* [Exercise task]:
Copy each line of the rows below that contains the word "chevrolet".
***** Material to process *****
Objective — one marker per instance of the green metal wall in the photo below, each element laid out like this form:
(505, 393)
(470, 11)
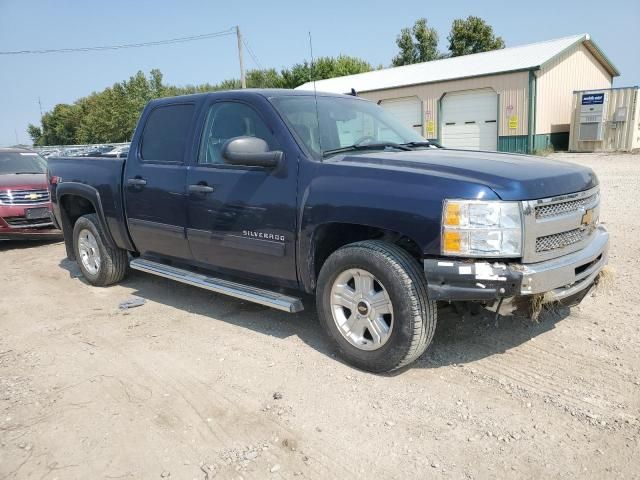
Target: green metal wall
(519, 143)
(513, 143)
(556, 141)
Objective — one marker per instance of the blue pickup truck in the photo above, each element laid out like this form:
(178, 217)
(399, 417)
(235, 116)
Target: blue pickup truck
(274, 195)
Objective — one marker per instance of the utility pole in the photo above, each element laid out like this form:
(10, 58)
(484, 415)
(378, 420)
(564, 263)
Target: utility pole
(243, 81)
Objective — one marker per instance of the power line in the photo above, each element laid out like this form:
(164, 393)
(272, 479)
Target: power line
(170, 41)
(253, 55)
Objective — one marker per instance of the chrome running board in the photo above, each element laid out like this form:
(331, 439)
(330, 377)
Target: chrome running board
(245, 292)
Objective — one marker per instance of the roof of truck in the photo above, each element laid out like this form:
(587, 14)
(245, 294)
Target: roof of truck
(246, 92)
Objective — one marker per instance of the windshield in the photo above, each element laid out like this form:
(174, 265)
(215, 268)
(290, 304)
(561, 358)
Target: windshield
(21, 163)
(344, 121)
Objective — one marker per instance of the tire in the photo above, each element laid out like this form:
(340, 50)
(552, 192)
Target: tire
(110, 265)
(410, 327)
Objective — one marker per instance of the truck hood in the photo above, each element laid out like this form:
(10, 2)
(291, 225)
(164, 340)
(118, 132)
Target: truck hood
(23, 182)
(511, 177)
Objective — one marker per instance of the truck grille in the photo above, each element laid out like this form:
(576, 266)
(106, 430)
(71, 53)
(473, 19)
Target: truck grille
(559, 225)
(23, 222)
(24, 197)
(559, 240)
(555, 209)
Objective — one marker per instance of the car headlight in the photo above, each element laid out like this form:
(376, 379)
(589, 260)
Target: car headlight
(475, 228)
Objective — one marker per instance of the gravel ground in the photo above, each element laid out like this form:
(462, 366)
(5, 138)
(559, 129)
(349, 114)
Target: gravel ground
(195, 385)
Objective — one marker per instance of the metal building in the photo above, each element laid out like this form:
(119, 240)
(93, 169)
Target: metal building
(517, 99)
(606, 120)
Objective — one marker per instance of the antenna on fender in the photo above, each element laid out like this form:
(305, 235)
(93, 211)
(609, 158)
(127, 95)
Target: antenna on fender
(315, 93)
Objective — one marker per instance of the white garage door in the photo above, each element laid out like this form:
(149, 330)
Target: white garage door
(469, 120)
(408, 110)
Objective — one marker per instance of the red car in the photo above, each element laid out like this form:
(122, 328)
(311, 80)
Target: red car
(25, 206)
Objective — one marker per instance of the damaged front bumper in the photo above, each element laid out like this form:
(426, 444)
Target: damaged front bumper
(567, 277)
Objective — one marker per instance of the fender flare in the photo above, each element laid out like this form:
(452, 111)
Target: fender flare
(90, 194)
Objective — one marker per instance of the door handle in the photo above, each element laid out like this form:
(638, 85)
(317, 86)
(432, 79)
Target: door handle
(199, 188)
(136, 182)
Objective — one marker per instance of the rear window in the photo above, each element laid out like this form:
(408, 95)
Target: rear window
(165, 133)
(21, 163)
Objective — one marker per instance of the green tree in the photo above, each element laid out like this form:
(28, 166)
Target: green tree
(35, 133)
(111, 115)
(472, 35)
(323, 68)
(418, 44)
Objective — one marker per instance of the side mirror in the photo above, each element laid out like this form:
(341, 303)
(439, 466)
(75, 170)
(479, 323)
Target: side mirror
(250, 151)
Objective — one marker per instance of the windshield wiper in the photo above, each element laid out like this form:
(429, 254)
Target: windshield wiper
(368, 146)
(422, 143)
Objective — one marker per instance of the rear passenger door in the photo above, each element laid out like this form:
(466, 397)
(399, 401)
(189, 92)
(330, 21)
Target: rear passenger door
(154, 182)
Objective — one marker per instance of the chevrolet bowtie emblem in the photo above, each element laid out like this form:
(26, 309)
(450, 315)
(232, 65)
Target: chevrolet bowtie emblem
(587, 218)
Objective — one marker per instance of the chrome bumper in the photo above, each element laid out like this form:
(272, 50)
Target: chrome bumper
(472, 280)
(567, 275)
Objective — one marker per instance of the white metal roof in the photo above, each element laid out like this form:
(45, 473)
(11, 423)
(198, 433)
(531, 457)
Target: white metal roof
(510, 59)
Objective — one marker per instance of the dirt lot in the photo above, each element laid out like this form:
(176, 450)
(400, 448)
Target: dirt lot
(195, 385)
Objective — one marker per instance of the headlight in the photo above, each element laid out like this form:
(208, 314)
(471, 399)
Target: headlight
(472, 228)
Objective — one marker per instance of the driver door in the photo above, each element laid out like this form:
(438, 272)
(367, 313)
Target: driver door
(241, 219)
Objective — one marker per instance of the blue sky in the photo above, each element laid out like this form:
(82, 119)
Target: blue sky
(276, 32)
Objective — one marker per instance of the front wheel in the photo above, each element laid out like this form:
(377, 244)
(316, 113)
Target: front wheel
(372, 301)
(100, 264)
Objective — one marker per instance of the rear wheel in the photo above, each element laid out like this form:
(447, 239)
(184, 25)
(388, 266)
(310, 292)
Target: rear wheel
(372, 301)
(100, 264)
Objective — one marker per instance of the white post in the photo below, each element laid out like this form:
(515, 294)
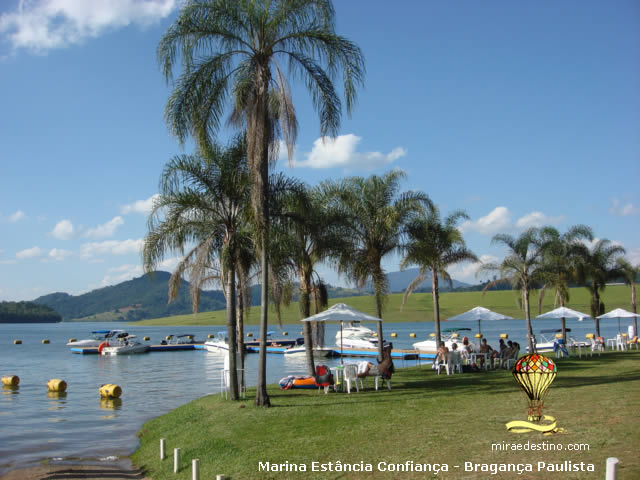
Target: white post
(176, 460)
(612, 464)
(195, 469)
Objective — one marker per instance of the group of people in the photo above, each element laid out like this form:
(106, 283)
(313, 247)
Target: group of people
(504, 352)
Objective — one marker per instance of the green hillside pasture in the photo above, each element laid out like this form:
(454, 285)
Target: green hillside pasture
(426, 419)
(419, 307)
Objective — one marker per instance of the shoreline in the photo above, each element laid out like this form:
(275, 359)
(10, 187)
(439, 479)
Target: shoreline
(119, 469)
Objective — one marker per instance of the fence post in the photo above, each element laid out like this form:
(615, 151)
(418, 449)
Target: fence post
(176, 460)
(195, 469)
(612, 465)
*****
***** Material to process *****
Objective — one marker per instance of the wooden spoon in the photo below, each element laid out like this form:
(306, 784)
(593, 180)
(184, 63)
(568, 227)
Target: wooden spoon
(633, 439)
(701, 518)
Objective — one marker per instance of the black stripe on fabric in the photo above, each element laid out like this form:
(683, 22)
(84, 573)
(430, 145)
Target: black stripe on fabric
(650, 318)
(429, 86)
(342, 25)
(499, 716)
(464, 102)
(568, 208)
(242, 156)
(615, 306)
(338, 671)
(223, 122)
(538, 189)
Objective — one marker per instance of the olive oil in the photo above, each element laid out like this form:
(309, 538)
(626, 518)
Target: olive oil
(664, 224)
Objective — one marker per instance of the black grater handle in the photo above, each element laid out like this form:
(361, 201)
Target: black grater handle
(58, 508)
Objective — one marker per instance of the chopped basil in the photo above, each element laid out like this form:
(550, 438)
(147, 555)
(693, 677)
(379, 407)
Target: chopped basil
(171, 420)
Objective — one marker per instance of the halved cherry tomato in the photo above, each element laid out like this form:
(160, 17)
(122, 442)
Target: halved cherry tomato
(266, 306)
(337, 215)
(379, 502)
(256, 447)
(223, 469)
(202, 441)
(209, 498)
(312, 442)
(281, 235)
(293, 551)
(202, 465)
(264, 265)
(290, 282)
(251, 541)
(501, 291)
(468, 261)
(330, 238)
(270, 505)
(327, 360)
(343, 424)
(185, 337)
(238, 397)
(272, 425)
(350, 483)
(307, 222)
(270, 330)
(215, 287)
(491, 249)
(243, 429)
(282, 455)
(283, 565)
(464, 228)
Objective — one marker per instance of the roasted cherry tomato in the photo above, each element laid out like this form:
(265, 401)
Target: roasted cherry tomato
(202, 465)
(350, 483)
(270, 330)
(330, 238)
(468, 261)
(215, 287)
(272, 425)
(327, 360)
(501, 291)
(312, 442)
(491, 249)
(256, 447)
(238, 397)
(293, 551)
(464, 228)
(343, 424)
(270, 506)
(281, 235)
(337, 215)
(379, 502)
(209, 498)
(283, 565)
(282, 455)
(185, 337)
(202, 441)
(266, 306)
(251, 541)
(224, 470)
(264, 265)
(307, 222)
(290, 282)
*****
***** Material to process *****
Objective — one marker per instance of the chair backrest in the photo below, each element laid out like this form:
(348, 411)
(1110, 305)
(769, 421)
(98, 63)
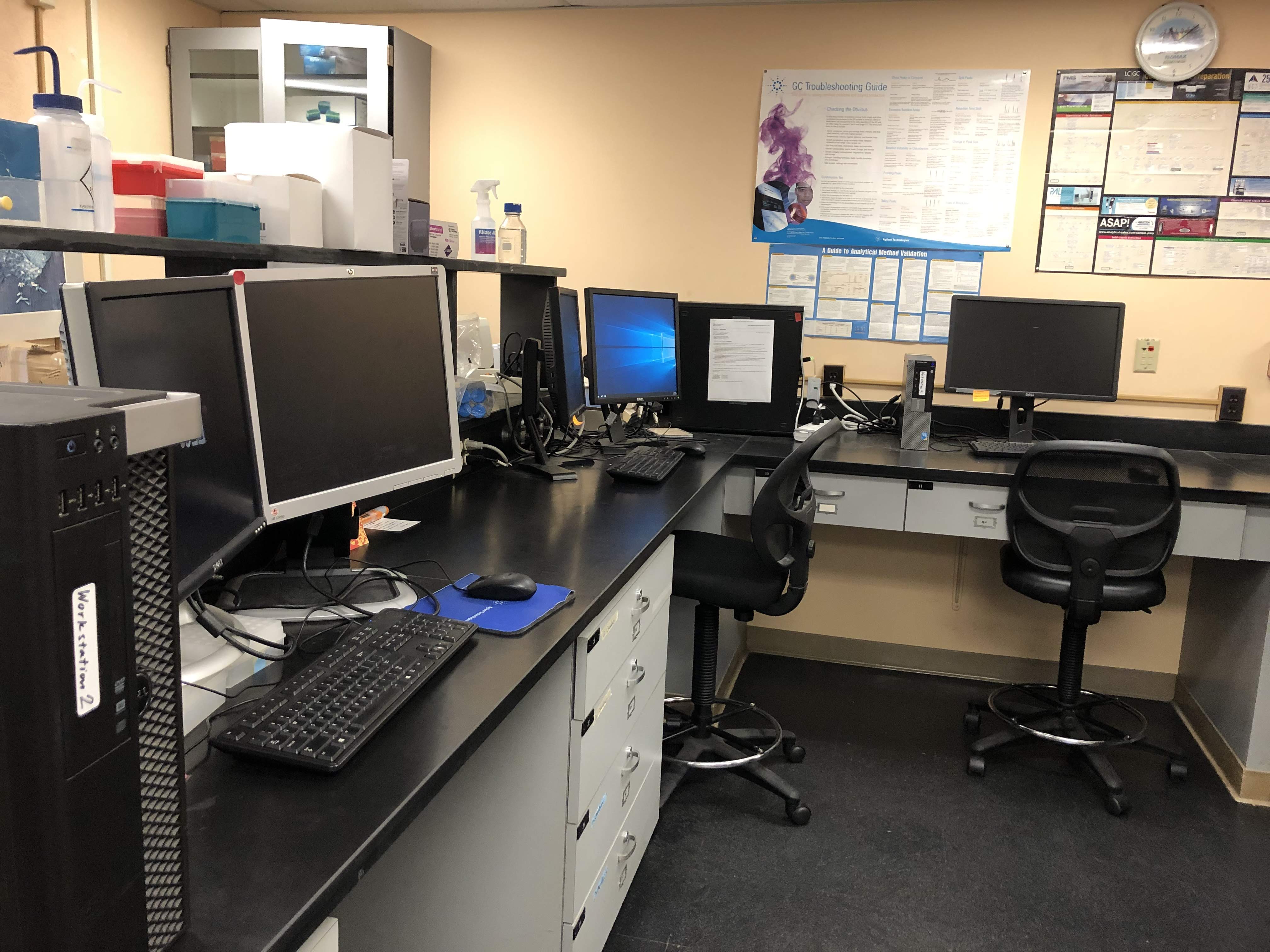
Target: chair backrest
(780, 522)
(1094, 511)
*****
* [The reply]:
Objective — one marker per instance of the chevrolet bowtie emblem in the photo above, each element laid out like this form:
Target: chevrolet bowtie emblem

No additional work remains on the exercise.